# [Textauszug]
☆ ☆ ☆ ☆ ☆

Magazinrundschau

Eine Erfindung des modernen Lebens

Ein Blick in internationale Magazine. Jeden Dienstag Mittag
03.01.2017. Wer eine Wirtschaft ohne Markt ersehnt, lese Karl Polanyi, empfiehlt The Nation. Nichtwestliche Länder hatten ein tolles 2016, dank der Globalisierung, freut sich Novinky. Im Merkur erinnert sich Ahmet Cavuldak an seine Kindheit in deutschen Asylunterkünften. Die wirklich großen Soziologen sind auch große Schriftsteller, behauptet La vie des idees. Die NZZ würdigt Imre Kertesz. In der NYRB stellt J.M. Coetzee den argentinischen Autor Antonio Di Benedetto vor. In der New York Times freut sich Woody Allen über eine saftige Mary-Astor-Biografie.

The Nation (USA), 16.01.2017

Nikil Saval hält die Zeit für gekommen, wieder den Soziologen Karl Polanyi zu lesen, der zusammen mit John von Neumann, Béla Bartók, Karl Mannheim und György Lukács zu den großen Ungarn des frühen 20. Jahrhunderts gehörte. Politisch mag der Sozialist nicht immer richtig gelegen haben, räumt Saval ein, doch seine Wirtschaftsgeschichte sei unübertroffen: "Zwischen 1941 und 1943 geschrieben zeichnet 'Die große Transformation' den Aufstieg der Marktwirtschaft von ihren Anfängen in der frühen Moderne bis zur Einführung der Fabrik in der Konsumgesellschaft nach. Polanyi illustriert, wie die Marktwirtschaft den Planeten auf allen Ebenen veränderte oder gar verheerte, aber auch wie neu sie eigentlich ist. 'Im Gegensatz zu dem im 19. Jahrhundert intonierten Chorus akademischer Gesänge', schreibt er, 'spielten Vorteil und Profit durch Austausch zuvor keine wichtige Rolle in der Geschichte der Menschheit. Auch wenn die Institution des Marktes seit der späten Steinzeit üblich war, spielte sie im wirtschaftlichen Leben nur eine beiläufige Rolle'. Polanyi brachte zutage, dass die Marktwirtschaft eine Erfindung des modernen Lebens war und ermöglichte so Überlegungen, wie eine Gesellschaft anders als um diese Prinzipien herum organisiert werden kann."

☆ ☆ ☆ ☆ ☆

# [Aufgabe 1]
Übertrage den Abschnitt der Datensätze, der mit der Zeile beginnt, die „Locate the jeans“ enthält, und bis zum Ende der Datensätze reicht, in eine Markdown-Tabelle mit den Spalten „Nr“ und „Zeile“. Leerzeilen entfallen.

# [Vorliegende Datensätze]
☆ ☆ ☆ ☆ ☆

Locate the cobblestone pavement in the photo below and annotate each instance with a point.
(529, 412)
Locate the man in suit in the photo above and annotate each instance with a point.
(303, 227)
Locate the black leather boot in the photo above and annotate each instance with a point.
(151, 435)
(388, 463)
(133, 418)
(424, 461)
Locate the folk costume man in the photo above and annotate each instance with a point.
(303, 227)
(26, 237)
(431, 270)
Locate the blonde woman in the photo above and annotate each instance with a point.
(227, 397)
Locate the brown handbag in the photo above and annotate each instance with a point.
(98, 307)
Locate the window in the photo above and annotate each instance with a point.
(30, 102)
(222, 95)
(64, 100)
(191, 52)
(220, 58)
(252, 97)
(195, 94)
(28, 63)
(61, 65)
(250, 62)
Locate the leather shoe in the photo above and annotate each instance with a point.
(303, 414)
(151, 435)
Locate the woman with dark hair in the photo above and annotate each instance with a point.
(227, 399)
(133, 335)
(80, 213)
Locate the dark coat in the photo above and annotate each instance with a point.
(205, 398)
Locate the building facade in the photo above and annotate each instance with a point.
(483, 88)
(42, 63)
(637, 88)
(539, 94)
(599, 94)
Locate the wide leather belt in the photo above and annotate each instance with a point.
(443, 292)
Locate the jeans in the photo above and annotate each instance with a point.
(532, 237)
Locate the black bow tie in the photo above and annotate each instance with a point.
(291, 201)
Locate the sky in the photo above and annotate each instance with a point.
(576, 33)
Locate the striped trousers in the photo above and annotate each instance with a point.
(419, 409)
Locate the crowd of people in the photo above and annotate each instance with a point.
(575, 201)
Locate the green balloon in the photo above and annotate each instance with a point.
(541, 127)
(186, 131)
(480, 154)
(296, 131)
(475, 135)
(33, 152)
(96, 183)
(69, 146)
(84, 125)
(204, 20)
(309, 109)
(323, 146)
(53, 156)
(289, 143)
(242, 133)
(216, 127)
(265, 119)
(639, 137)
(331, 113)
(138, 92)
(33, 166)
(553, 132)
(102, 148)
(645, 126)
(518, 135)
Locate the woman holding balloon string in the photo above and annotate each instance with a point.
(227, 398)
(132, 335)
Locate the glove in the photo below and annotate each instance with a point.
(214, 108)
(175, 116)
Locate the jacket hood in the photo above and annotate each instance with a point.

☆ ☆ ☆ ☆ ☆

# [Aufgabe 2]
In welchem Zeitraum wurde „Die große Transformation“ laut der Magazinrundschau geschrieben?

# [Vollständige Lösung 1]
| Nr | Zeile |
|---|---|
| 1 | Locate the jeans in the photo above and annotate each instance with a point. |
| 2 | (532, 237) |
| 3 | Locate the black bow tie in the photo above and annotate each instance with a point. |
| 4 | (291, 201) |
| 5 | Locate the sky in the photo above and annotate each instance with a point. |
| 6 | (576, 33) |
| 7 | Locate the striped trousers in the photo above and annotate each instance with a point. |
| 8 | (419, 409) |
| 9 | Locate the crowd of people in the photo above and annotate each instance with a point. |
| 10 | (575, 201) |
| 11 | Locate the green balloon in the photo above and annotate each instance with a point. |
| 12 | (541, 127) |
| 13 | (186, 131) |
| 14 | (480, 154) |
| 15 | (296, 131) |
| 16 | (475, 135) |
| 17 | (33, 152) |
| 18 | (96, 183) |
| 19 | (69, 146) |
| 20 | (84, 125) |
| 21 | (204, 20) |
| 22 | (309, 109) |
| 23 | (323, 146) |
| 24 | (53, 156) |
| 25 | (289, 143) |
| 26 | (242, 133) |
| 27 | (216, 127) |
| 28 | (265, 119) |
| 29 | (639, 137) |
| 30 | (331, 113) |
| 31 | (138, 92) |
| 32 | (33, 166) |
| 33 | (553, 132) |
| 34 | (102, 148) |
| 35 | (645, 126) |
| 36 | (518, 135) |
| 37 | Locate the woman holding balloon string in the photo above and annotate each instance with a point. |
| 38 | (227, 398) |
| 39 | (132, 335) |
| 40 | Locate the glove in the photo below and annotate each instance with a point. |
| 41 | (214, 108) |
| 42 | (175, 116) |
| 43 | Locate the jacket hood in the photo above and annotate each instance with a point. |

# [Vollständige Lösung 2]
Zwischen 1941 und 1943.